While it's true that the risks of an investment in an earlier-stage business are higher, there's sometimes a sweet spot where the largest portion of the risk burden is decreasing, but the market hasn't bid up the stock's price accordingly yet.
Bionano Genomics (BNGO -0.07%) appears to be in just that place -- at the start of its growth journey -- and it could be a great way to give your portfolio some additional upside potential. Here's why you should consider buying the stock now.
Bionano's claim to fame is its laboratory analyzer device for optical genome mapping, which it calls the Saphyr. The point of the machine is that it can identify and characterize structural variations in genomes; those structural variations are highly relevant for human health, and aberrant variants are responsible for causing conditions like Down's syndrome as well as some cancers.
The traditional methods for detecting structural variations are quite complex, and require a ton of time spent in tedium at the lab bench, so there's considerable value in having a piece of hardware that can do it with automation. Plus, competitors don't have any products that are capable of exactly the same resolution of analysis, putting Bionano at the lead of the pack.
Multiple tailwinds are set to boost growth
So far, the company is finding success in penetrating its market, with its quarterly revenue rising by 30% year over year to $8.2 million, per its Q4 earnings report. It isn't profitable yet, but Bionano has a few powerful forces in its corner that should carry the company to growth, starting with the fact that the Saphyr can simplify genome mapping workflows and provide researchers and clinicians with data that they would probably not have access to otherwise.
Another tailwind is the company's base of recurring revenue, which stems from the fact that the Saphyr requires consumable micro-fluidic cassettes for each set of samples that customers want to run. These cassettes (also called flow cells) essentially prepare samples for the analyzer by mixing them with certain chemicals that the analyzer can then detect. Furthermore, Bionano is continuing to develop cassettes with more advanced features, which should contribute to its long-term growth runway.

### Record set
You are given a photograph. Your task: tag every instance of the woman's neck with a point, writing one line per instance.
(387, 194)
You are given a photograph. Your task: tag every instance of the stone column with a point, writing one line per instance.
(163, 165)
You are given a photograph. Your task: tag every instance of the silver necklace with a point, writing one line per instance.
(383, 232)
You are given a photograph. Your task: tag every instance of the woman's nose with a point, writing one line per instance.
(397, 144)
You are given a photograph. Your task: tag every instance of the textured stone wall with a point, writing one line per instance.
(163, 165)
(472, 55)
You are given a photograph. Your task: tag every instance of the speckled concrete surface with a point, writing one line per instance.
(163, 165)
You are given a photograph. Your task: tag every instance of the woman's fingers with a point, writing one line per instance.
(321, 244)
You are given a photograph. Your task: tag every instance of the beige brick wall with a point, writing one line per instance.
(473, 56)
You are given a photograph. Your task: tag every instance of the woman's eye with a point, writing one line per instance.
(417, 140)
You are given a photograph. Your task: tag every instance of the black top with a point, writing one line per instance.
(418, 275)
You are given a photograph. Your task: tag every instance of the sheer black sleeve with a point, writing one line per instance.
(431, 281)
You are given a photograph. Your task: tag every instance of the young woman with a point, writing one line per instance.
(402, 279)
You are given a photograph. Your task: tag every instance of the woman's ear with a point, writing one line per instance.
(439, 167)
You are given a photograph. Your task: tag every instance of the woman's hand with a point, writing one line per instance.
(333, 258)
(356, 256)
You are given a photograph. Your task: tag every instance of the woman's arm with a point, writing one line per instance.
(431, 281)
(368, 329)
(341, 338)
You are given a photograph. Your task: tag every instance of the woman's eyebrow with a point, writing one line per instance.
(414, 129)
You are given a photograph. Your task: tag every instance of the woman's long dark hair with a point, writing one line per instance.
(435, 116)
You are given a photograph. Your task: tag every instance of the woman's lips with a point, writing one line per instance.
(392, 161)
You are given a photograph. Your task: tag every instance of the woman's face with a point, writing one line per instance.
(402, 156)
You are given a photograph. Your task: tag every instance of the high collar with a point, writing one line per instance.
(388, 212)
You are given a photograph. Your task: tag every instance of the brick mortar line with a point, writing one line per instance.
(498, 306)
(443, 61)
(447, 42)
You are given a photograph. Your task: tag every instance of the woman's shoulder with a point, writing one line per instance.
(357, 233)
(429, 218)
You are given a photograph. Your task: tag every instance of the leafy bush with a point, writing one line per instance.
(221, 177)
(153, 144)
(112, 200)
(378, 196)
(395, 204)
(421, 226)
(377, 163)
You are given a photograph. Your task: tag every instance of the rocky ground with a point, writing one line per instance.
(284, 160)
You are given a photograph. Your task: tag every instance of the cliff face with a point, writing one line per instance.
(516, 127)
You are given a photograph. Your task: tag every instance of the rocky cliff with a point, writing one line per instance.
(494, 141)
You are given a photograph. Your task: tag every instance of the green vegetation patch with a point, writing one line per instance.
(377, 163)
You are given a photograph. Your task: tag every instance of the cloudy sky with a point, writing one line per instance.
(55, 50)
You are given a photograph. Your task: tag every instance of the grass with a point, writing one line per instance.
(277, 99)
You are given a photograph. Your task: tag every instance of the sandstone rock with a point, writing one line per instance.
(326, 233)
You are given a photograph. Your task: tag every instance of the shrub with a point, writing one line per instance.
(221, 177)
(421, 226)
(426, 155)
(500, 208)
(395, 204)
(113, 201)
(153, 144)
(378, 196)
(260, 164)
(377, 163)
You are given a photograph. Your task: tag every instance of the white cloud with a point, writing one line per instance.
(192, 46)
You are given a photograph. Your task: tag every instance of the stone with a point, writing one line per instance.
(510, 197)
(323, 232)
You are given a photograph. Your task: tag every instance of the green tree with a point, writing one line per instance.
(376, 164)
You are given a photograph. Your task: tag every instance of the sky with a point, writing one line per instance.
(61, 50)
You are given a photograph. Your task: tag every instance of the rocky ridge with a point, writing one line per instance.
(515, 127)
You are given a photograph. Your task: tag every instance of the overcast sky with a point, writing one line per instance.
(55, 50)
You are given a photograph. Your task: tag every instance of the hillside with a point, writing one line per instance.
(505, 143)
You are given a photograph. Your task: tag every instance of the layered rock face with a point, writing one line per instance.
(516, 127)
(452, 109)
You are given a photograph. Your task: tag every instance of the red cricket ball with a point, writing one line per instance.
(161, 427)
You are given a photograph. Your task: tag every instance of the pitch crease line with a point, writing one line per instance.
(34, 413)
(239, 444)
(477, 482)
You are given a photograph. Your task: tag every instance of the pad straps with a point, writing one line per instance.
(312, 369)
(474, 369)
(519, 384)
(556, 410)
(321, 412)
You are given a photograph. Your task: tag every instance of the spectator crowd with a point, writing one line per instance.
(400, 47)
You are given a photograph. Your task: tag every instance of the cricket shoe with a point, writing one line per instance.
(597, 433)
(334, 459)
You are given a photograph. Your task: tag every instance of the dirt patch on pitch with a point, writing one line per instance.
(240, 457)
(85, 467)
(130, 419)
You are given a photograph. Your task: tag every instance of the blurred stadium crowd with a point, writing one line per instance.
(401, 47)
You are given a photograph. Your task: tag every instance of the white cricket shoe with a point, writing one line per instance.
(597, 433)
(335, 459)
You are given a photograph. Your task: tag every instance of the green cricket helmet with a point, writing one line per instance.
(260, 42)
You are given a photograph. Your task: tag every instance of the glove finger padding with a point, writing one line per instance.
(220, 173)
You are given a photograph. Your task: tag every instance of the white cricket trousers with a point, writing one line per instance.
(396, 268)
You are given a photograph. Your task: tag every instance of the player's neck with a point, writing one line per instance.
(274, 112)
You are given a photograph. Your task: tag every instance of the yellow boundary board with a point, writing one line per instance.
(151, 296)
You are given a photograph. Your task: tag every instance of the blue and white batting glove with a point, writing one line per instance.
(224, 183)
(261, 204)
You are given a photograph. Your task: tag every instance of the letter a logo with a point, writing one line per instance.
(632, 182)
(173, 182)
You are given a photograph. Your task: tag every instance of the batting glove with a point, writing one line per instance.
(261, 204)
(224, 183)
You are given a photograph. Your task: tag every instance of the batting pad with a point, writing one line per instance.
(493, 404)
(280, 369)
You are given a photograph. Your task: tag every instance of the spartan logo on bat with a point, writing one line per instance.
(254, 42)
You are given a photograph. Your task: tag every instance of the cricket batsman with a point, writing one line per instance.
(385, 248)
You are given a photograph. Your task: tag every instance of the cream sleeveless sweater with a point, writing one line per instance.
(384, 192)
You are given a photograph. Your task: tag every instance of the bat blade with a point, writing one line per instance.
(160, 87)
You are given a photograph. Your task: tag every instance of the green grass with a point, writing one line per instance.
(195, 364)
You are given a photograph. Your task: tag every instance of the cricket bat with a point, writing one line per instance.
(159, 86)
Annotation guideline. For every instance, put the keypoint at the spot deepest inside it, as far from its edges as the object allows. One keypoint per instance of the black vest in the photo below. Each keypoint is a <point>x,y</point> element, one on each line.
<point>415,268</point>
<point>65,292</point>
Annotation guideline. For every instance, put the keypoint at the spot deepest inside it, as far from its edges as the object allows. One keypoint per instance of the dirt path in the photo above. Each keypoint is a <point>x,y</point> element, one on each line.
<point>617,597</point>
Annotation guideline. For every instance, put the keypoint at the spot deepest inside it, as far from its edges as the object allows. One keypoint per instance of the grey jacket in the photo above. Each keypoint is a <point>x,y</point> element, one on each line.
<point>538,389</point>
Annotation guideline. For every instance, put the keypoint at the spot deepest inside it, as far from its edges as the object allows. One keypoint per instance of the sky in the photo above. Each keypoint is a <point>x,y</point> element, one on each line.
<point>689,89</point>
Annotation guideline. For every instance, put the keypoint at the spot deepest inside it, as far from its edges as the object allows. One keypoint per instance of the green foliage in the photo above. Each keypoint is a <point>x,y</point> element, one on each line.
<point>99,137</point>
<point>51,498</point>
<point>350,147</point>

### Problem to work on
Answer these questions from the Bionano Genomics text:
1. What name does the company give its optical genome mapping device?
2. By what percentage did quarterly revenue rise year over year in the Q4 earnings report?
3. What other name is used for the consumable micro-fluidic cassettes?

### Output for this task
1. The Saphyr.
2. 30%, to $8.2 million.
3. Flow cells.